-- Material for this task follows --

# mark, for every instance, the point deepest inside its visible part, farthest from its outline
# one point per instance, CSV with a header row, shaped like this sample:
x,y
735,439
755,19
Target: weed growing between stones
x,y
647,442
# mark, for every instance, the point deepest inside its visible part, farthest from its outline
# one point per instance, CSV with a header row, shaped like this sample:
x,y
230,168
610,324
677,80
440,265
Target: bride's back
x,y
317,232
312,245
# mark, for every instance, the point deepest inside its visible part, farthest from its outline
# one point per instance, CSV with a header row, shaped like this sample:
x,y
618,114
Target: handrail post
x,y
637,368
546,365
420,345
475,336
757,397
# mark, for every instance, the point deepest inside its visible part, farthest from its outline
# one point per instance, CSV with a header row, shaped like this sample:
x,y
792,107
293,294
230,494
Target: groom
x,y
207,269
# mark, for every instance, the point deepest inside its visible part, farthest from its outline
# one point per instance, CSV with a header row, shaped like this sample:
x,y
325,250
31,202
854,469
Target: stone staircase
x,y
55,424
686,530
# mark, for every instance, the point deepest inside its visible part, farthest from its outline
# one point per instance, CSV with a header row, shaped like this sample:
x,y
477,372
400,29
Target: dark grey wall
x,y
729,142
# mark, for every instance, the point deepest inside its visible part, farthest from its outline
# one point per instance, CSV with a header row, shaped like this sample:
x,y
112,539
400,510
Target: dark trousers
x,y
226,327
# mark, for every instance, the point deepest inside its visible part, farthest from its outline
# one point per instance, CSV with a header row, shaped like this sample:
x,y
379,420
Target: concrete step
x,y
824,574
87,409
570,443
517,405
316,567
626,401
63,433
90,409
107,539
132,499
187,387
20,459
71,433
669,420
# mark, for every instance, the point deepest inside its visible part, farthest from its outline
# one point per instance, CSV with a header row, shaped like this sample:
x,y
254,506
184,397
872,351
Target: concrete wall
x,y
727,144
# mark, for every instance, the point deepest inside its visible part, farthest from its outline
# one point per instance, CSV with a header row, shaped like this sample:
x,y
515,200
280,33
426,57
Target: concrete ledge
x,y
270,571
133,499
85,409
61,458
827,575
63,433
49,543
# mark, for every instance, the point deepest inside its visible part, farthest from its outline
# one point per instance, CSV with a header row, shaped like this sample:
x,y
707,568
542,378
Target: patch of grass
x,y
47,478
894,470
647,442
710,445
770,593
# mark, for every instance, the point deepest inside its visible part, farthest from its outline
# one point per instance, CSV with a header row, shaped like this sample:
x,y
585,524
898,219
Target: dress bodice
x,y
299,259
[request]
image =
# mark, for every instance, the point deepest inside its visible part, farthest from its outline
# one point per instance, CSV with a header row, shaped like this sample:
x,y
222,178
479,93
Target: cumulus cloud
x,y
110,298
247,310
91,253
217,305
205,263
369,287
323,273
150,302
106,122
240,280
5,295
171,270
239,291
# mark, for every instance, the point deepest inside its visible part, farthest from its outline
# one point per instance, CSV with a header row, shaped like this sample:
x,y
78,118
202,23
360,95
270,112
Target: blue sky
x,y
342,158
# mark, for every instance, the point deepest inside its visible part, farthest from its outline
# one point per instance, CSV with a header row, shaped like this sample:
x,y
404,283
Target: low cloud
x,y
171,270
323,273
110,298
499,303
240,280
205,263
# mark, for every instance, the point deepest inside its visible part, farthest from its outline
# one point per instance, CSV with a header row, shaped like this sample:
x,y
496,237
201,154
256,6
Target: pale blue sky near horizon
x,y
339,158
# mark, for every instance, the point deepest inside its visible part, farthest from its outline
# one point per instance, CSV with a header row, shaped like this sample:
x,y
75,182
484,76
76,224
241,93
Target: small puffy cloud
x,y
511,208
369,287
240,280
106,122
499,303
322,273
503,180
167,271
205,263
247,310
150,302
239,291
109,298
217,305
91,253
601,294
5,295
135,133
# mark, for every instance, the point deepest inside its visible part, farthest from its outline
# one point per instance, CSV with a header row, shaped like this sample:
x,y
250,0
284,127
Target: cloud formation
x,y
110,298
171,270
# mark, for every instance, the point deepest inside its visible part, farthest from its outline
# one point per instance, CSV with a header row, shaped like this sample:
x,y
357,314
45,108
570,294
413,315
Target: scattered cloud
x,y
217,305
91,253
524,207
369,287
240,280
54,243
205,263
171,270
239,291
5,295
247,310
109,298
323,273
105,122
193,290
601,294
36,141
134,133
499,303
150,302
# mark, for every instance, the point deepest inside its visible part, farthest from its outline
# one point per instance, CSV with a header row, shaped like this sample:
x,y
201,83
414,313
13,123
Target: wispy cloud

-- Material for this task concluded --

- Exercise aim:
Once you have read the entries, write them out again without altering a single character.

- Answer section:
# mark, for every instance, the point deepest inside its visible part, farthest from its outline
# one point per instance, CSV with a header row, shaped like this sample:
x,y
735,439
755,19
Target: weed growing between stones
x,y
647,442
# mark, for every instance, the point deepest inside its visible part, farthest from its outline
# one point per instance, CSV with a header row, shaped like this sample:
x,y
230,168
610,324
677,80
440,265
Target: bride's back
x,y
317,232
312,245
# mark, for every instance, the point deepest inside its visible part, farthest from its outline
# one point per instance, CSV with a header row, shaped like this sample:
x,y
618,114
Target: handrail post
x,y
637,368
546,365
420,345
475,336
757,397
# mark, for every instance, the point deepest inside its visible part, farthest from its outline
# one point per instance, CSV with a header row, shaped like this sample:
x,y
792,107
293,294
230,494
Target: groom
x,y
207,269
# mark, for every instance, the point deepest inside its visible part, farthest from its outline
# one point per instance, CSV with a header row, shaped like this sample:
x,y
325,250
31,202
854,469
Target: stone staircase
x,y
55,424
686,530
# mark, for every instance, the point deepest inside its visible part, farthest from its outline
# one point per instance, CSV with a header row, shaped like this sample:
x,y
477,372
400,29
Target: dark grey wall
x,y
729,142
# mark, for every instance, the point deepest inside its visible part, farthest from its outline
# one point per instance, CSV with a header row, shaped like this sample:
x,y
112,539
400,510
Target: dark trousers
x,y
226,327
# mark, for every instance, the point deepest inside its visible part, farthest from its outline
# one point per instance, CSV with a header row, shaped like this sample:
x,y
379,420
Target: concrete step
x,y
824,574
87,409
570,443
517,405
316,567
626,401
63,433
90,409
107,539
132,499
187,387
20,459
71,433
669,420
# mark, for every instance, the point deepest inside its visible part, farthest from its outline
# one point per instance, CSV with a header row, shaped like this sample:
x,y
254,506
184,397
872,351
Target: concrete wall
x,y
727,144
# mark, for every instance, the point deepest inside its visible part, farthest from its outline
# one point per instance, CSV with a header row, shaped like this sample:
x,y
515,200
280,33
426,57
Target: concrete ledge
x,y
270,571
133,499
85,409
61,458
827,575
63,433
49,543
# mark, for every instance, the point deepest inside its visible part, farthest from its outline
# one point per instance, CSV with a header row, shaped like this sample:
x,y
707,568
542,378
Target: patch of grass
x,y
47,478
894,470
647,442
710,445
770,593
# mark, for every instance, the point deepest inside its visible part, farthest from its outline
# one point per instance, CSV with a header row, shaped like this sample:
x,y
585,524
898,219
Target: dress bodice
x,y
299,259
[request]
image =
# mark, for every instance, the point deepest inside its visible part, farthest from its outline
# one point per instance, CSV with a header row, shaped like this sample:
x,y
222,178
479,93
Target: cumulus cloud
x,y
110,298
247,310
91,253
217,305
205,263
369,287
323,273
150,302
106,122
240,280
5,295
171,270
239,291
# mark, for every instance, the point deepest inside its visible part, farthest from its outline
# one point per instance, CSV with a header row, shaped like this sample:
x,y
78,118
202,23
360,95
270,112
Target: blue sky
x,y
342,158
# mark, for every instance, the point deepest inside its visible part, farthest from its outline
# one point per instance, CSV with a header row, shaped like this sample:
x,y
404,283
Target: low cloud
x,y
171,270
323,273
110,298
499,303
240,280
205,263
# mark, for every instance, the point deepest inside its visible part, farthest from its outline
# one point per instance, CSV with a header row, shaped like this sample:
x,y
496,237
201,154
256,6
Target: pale blue sky near horizon
x,y
339,158
# mark, for every instance, the point deepest inside its visible part, farthest from its outline
# one point per instance, CSV with a header row, shaped like this sample:
x,y
75,182
484,76
76,224
241,93
Target: small puffy cloud
x,y
511,208
369,287
240,280
106,122
499,303
322,273
503,180
167,271
205,263
247,310
150,302
239,291
109,298
217,305
91,253
601,294
5,295
135,133
# mark, for every instance, the point deepest inside its visible part, farthest from its outline
# one point per instance, CSV with a header row, shaped like this sample:
x,y
250,0
284,127
Target: cloud formation
x,y
110,298
171,270
# mark, for every instance, the point deepest inside its visible part, farthest from its outline
# one point per instance, CSV with a header row, shaped like this sample:
x,y
357,314
45,108
570,294
413,315
Target: scattered cloud
x,y
217,305
91,253
524,207
369,287
240,280
54,243
205,263
171,270
239,291
5,295
247,310
109,298
323,273
105,122
193,290
601,294
36,141
134,133
499,303
150,302
# mark, for every instance, the point deepest inside its visible part, farthest from its outline
# one point per instance, CSV with a header row, shaped like this sample:
x,y
201,83
414,313
13,123
Target: wispy cloud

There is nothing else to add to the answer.